**TASK STATEMENT**
Return, exactly as written, all lines from the line containing "Query: metal guardrail" to the end of the entries below, with both ends included.

**MATERIAL FOR THE TASK**
◆ ◆ ◆ ◆

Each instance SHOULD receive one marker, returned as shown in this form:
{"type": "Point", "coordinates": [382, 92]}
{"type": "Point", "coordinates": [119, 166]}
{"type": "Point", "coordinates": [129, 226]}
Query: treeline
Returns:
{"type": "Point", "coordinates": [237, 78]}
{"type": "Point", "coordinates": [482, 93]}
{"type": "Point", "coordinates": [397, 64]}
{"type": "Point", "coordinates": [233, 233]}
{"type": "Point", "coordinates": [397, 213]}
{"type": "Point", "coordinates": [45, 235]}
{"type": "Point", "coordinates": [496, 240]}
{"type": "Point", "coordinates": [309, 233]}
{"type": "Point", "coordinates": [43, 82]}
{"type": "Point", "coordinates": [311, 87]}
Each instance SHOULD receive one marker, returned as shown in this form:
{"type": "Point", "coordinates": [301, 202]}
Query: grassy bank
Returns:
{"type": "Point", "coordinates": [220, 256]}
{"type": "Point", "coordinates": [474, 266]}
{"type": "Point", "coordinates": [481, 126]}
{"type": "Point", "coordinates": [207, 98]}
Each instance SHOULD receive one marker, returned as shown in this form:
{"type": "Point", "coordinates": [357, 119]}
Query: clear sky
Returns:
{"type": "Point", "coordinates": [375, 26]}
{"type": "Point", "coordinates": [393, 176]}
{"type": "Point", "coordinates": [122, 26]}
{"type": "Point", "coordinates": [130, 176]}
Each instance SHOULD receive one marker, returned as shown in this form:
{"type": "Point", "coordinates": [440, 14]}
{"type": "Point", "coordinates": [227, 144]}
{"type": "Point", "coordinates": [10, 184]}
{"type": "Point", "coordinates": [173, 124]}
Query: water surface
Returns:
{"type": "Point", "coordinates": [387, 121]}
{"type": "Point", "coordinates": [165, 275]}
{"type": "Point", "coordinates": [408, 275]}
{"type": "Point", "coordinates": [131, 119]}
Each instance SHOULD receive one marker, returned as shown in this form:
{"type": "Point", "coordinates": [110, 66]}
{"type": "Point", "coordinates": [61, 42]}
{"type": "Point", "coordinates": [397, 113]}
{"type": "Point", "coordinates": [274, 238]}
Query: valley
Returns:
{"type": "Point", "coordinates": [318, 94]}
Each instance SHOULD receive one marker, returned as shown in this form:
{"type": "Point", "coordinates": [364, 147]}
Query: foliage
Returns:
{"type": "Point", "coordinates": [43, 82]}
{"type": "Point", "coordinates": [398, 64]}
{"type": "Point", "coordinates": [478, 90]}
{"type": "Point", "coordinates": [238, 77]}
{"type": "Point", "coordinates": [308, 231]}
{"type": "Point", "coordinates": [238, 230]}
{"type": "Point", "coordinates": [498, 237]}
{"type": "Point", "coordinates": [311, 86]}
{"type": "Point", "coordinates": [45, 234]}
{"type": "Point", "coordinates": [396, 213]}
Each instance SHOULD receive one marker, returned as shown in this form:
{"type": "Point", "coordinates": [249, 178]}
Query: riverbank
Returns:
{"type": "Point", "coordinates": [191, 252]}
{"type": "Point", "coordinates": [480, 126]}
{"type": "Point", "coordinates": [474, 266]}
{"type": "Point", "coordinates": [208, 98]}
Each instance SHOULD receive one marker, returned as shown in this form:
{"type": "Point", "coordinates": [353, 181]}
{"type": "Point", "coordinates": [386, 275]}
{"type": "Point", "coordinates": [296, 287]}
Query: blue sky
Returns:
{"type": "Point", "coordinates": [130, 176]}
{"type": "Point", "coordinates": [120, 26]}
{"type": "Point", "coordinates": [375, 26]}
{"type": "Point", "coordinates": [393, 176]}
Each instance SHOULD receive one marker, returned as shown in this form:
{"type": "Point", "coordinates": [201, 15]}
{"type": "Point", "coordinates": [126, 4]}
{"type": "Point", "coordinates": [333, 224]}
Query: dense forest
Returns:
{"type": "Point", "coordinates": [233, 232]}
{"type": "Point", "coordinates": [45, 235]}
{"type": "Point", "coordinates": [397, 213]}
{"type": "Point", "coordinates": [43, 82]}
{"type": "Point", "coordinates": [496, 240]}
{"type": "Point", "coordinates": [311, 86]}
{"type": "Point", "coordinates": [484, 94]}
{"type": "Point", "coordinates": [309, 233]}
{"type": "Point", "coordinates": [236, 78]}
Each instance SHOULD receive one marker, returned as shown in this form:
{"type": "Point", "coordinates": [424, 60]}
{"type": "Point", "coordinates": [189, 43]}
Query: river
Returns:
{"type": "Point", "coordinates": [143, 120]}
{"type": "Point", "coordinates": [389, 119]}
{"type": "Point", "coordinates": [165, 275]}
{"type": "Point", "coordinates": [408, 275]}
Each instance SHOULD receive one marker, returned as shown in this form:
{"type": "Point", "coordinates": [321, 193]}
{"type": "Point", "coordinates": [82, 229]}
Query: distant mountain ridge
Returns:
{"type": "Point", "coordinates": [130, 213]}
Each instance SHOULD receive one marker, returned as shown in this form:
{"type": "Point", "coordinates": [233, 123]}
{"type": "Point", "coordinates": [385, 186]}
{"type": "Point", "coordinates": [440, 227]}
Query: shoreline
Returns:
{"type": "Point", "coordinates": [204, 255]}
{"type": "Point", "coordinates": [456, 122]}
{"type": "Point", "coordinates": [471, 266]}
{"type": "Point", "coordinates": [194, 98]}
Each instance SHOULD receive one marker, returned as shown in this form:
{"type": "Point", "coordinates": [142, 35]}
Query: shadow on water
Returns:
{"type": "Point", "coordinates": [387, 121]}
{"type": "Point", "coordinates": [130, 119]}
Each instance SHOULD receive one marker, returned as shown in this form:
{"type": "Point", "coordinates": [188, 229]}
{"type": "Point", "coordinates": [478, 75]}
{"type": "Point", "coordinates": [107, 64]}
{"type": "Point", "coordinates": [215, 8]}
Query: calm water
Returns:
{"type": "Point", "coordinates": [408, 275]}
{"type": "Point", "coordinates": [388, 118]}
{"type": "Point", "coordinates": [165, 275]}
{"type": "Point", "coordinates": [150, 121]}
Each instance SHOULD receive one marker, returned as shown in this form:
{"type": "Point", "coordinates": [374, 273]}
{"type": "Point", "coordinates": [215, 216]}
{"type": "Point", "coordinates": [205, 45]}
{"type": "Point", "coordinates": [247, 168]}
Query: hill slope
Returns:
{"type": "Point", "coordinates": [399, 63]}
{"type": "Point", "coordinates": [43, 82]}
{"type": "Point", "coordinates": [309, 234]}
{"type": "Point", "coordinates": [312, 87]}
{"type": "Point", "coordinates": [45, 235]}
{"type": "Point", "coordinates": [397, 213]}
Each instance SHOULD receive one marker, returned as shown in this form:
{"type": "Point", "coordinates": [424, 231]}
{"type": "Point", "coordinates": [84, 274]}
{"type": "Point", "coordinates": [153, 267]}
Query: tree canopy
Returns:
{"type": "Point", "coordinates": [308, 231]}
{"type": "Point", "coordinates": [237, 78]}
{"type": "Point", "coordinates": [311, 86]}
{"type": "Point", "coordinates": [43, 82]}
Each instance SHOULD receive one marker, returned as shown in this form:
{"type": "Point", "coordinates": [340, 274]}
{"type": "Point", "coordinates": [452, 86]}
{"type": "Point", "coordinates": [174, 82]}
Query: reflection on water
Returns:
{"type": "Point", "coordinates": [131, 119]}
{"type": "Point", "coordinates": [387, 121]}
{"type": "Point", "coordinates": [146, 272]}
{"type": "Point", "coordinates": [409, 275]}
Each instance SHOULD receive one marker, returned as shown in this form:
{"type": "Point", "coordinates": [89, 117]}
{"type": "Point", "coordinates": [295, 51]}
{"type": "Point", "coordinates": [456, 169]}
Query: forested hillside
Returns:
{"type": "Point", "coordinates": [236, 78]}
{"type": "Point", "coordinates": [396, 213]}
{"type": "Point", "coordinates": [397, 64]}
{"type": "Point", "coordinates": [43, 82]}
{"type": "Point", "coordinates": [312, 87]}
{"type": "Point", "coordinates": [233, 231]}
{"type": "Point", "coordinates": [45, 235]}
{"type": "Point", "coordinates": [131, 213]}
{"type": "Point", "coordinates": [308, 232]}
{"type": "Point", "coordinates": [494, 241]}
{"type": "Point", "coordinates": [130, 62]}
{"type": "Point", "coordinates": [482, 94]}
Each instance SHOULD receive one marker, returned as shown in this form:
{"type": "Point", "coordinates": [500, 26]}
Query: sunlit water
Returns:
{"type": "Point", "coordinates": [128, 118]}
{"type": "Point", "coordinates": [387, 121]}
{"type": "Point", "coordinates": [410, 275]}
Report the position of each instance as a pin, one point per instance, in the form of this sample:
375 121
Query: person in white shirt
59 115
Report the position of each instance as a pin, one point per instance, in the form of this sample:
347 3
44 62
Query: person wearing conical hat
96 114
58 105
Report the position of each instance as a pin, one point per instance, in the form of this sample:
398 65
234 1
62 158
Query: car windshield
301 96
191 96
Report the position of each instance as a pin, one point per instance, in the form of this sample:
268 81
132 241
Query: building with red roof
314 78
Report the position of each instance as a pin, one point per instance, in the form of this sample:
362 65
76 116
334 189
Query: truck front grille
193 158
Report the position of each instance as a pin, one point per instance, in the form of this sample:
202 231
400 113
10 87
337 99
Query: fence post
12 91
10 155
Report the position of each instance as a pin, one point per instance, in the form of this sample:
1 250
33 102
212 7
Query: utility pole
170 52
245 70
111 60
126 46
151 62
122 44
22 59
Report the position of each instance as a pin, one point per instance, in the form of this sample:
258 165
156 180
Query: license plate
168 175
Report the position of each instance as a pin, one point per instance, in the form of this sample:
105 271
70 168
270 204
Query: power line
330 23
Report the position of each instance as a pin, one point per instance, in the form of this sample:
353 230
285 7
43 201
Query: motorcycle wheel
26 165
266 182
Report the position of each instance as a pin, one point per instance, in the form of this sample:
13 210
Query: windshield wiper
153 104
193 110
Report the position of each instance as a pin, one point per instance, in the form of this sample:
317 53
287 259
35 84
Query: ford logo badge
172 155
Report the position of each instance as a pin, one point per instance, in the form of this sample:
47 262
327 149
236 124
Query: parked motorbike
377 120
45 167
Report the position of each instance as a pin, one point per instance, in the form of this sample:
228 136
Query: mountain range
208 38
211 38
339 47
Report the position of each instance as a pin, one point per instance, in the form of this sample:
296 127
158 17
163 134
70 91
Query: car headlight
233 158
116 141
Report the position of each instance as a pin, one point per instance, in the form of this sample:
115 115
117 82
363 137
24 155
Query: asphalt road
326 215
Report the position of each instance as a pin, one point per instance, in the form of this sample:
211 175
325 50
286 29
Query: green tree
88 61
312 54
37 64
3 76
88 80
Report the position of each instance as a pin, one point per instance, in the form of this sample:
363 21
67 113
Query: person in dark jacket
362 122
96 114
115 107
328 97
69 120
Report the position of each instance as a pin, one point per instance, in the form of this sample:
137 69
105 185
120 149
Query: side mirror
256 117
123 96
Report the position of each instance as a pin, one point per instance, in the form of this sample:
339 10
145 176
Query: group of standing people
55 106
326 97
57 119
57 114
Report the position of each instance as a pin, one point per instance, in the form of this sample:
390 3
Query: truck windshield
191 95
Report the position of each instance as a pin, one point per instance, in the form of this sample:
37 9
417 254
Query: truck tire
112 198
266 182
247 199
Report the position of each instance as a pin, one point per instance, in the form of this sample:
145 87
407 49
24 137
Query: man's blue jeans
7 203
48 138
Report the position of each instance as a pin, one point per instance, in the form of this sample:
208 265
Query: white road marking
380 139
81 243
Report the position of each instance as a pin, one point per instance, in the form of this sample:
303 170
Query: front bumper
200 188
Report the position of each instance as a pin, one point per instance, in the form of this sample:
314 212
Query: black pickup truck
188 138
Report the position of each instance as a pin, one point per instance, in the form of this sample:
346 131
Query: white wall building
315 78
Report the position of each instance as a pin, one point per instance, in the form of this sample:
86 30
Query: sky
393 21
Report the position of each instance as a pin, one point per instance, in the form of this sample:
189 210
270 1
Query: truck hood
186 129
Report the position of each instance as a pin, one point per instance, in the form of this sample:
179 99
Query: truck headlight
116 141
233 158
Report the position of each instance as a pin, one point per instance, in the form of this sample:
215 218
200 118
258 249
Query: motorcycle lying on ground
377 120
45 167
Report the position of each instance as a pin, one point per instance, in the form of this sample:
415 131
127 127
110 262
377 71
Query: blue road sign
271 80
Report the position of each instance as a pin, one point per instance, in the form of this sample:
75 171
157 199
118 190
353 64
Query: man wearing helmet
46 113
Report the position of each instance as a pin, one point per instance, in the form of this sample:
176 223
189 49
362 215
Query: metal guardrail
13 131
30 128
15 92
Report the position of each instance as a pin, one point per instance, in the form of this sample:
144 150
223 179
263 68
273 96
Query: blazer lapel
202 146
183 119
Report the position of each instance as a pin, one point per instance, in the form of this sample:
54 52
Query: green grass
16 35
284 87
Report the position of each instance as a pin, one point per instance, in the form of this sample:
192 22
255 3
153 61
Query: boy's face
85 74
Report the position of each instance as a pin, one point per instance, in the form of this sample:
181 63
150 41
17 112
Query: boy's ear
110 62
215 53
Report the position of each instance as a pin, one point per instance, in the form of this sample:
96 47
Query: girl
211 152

◆ ◆ ◆ ◆

**RESPONSE**
Query: metal guardrail
13 131
30 128
15 92
Report the position of each instance as a pin, one point per instance, in the form of this sample:
144 150
223 179
263 68
273 96
Query: blazer lapel
202 146
183 119
Report the position of each instance as a pin, one point per instance, in the form of this sample:
54 52
Query: green grass
16 35
284 87
Report the position of each instance as a pin, one point per instance, in the form of this sample:
192 22
255 3
153 61
Query: boy's face
85 74
Report the position of each instance as a pin, one point per instance, in the form of this sample:
181 63
150 41
17 112
Query: boy's ear
110 62
215 53
Report the position of each instance as a pin, one point per instance, in the form of this sample:
96 47
Query: girl
211 152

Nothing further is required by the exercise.